Книга Энциклопедия жизни русского офицерства второй половины XIX века (по воспоминаниям генерала Л. К. Артамонова) - Сергей Эдуардович Зверев
Шрифт:
Интервал:
Закладка:
Пока все это происходило, нас, выпускных из всех военноучебных заведений, подвели к Царскому валику и построили в форме «каре». Мы довольно долго ждали. Но вот группа, окружившая императора, стала быстро редеть, встали и зашевелились разбросанные по всему Военному полю войска, сворачиваясь в походные колонны.
Император со своею военной свитой направился к нашему каре и въехал в середину только один в сопровождении военного министра и дежурства Свиты. Мы все были в пыли и грязи, только при холодном оружии. Все смолкло. Император, приподнявшись в седле, оглядел вокруг себя все наше каре. Сердца наши стучали, напряжение достигло высочайшей степени. Опустившись в седло, император сказал: «Дети! Вы закончили успешно ваше воспитание и образование и станете теперь сами учить и воспитывать других. Служите честно и добросовестно по присяге, как ваши деды, отцы и старшие братья. Дети, не бейте солдата, а учите его с любовью и терпением: это ваш младший брат! Поздравляю вас с производством, гг. офицеры!»…
Александр II
Меня эта речь потрясла до слез. Общее возбуждение, энтузиазм и любовь к императору достигли неописуемой степени… Мы кричали до хрипоты «ура!», а император с благожелательной и очаровательной улыбкой проехав по фронту всего каре, галопом направился в ставку на Царском валике.

***

▶ **Над чем работать**
**a)** Куда направился император галопом, проехав по фронту всего каре, согласно отрывку?
**b)** Пожалуйста, перепишите часть отрывка, начав со слов "Книга Энциклопедия жизни" и закончив после слов "в походные колонны.", и замените в ней "Военному полю" на "Марсову полю".
Опирайтесь только на отрывок.

***

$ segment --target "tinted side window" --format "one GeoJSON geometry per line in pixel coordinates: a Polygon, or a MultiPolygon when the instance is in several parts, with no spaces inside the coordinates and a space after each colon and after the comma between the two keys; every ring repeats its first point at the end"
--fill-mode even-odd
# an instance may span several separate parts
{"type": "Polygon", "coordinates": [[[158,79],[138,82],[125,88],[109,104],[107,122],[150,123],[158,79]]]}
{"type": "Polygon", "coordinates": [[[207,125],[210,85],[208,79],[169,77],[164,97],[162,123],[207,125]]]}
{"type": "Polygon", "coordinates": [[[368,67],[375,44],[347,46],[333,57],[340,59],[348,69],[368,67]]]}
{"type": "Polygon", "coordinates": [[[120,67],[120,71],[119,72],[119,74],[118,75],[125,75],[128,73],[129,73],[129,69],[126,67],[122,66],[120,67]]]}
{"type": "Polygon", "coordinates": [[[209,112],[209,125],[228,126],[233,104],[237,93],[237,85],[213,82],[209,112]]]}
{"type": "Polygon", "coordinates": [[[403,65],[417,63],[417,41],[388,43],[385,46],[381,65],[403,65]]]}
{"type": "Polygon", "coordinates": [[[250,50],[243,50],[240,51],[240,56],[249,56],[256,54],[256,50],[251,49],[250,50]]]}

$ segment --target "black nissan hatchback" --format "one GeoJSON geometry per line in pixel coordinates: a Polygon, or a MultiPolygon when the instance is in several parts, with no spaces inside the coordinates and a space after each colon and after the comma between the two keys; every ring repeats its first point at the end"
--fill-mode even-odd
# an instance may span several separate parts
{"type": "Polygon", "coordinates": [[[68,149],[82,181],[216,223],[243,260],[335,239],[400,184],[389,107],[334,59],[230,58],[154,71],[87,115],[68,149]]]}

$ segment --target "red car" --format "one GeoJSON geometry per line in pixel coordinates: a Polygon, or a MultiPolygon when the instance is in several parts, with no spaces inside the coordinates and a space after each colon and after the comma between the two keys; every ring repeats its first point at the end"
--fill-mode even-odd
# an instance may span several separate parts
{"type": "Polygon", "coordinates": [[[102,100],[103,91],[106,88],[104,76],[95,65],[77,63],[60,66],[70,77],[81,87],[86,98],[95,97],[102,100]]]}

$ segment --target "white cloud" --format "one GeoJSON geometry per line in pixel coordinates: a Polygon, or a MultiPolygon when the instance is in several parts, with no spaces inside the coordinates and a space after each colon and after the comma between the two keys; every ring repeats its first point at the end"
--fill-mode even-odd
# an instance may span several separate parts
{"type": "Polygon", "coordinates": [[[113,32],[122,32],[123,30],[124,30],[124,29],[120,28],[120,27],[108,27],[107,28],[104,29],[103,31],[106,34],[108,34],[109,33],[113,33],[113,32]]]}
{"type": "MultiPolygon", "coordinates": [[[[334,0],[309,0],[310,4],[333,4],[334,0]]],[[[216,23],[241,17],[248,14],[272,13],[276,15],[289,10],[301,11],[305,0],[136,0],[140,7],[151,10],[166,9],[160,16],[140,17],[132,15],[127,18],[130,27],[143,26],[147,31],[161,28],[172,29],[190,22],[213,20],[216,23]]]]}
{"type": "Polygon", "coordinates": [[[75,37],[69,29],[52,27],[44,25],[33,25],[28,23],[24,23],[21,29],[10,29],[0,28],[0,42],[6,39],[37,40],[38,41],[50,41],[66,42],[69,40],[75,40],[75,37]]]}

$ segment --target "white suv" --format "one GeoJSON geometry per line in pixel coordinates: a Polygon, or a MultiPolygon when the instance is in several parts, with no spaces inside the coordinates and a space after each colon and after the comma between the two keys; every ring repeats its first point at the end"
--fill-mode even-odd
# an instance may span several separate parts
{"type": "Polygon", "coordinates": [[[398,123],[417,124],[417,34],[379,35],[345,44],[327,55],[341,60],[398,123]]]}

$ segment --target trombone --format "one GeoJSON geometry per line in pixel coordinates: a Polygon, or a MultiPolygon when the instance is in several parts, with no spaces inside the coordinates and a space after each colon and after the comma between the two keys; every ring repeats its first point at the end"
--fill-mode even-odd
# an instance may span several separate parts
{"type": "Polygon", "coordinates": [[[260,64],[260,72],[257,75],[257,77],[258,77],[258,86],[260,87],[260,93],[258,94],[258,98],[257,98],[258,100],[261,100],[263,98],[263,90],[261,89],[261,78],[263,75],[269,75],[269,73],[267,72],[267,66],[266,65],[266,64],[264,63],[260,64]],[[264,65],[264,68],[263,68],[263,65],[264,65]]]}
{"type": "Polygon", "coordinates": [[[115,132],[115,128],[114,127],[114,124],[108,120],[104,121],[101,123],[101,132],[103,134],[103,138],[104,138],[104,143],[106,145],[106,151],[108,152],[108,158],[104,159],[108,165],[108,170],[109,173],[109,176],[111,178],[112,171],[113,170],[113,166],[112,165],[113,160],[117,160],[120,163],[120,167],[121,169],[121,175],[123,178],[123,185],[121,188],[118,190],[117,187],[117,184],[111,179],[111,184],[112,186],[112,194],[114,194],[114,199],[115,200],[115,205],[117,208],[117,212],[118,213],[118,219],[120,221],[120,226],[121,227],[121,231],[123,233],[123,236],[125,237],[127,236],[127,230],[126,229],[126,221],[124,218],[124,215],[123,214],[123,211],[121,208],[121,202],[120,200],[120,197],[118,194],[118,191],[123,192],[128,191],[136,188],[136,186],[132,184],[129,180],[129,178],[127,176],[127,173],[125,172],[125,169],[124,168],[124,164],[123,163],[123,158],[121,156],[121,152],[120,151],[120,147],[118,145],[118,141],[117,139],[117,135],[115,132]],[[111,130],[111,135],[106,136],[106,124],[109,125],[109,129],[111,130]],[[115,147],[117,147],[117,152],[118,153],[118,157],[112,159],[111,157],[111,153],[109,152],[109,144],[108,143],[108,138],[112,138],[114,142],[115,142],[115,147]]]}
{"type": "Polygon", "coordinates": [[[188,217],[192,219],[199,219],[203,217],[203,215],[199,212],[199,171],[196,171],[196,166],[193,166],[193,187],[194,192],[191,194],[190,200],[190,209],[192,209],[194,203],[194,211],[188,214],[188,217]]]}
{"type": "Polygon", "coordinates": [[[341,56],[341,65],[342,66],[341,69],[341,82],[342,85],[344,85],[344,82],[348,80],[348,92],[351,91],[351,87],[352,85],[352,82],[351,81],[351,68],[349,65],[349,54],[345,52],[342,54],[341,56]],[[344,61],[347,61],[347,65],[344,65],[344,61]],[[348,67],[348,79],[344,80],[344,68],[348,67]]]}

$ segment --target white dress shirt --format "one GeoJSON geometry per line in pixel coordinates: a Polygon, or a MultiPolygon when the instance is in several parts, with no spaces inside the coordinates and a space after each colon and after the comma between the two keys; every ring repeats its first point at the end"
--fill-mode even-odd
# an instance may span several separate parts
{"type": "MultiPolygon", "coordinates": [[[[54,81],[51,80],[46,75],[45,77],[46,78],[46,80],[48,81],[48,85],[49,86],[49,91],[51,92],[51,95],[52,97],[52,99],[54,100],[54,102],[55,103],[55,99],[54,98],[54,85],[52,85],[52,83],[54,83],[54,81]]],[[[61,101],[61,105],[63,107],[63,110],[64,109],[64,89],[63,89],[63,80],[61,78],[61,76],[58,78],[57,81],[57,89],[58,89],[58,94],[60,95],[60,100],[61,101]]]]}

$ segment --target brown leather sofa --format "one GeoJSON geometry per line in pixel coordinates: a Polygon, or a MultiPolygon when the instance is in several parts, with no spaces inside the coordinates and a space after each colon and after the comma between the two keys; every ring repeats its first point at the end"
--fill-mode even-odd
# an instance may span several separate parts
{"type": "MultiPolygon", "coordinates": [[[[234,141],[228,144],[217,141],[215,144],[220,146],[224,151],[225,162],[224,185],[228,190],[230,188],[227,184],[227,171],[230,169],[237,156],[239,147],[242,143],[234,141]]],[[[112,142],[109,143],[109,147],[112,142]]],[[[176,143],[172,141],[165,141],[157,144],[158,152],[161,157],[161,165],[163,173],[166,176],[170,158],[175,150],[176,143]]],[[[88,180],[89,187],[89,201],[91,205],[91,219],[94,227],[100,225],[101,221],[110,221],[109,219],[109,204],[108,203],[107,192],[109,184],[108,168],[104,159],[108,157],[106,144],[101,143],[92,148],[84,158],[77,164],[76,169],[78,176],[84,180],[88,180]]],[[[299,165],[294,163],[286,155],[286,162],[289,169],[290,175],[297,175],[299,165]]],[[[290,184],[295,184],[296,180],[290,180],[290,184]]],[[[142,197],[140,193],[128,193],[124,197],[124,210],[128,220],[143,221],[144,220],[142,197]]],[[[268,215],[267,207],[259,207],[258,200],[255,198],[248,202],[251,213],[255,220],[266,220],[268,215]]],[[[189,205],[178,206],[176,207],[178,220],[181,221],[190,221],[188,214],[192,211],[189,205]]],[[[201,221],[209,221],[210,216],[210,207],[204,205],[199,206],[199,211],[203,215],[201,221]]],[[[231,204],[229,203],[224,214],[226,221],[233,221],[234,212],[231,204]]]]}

***

▶ **Решения по заданиям**
**a)** В ставку на Царском валике.

**b)**
Книга Энциклопедия жизни русского офицерства второй половины XIX века (по воспоминаниям генерала Л. К. Артамонова) - Сергей Эдуардович Зверев
Шрифт:
Интервал:
Закладка:
Пока все это происходило, нас, выпускных из всех военноучебных заведений, подвели к Царскому валику и построили в форме «каре». Мы довольно долго ждали. Но вот группа, окружившая императора, стала быстро редеть, встали и зашевелились разбросанные по всему Марсову полю войска, сворачиваясь в походные колонны.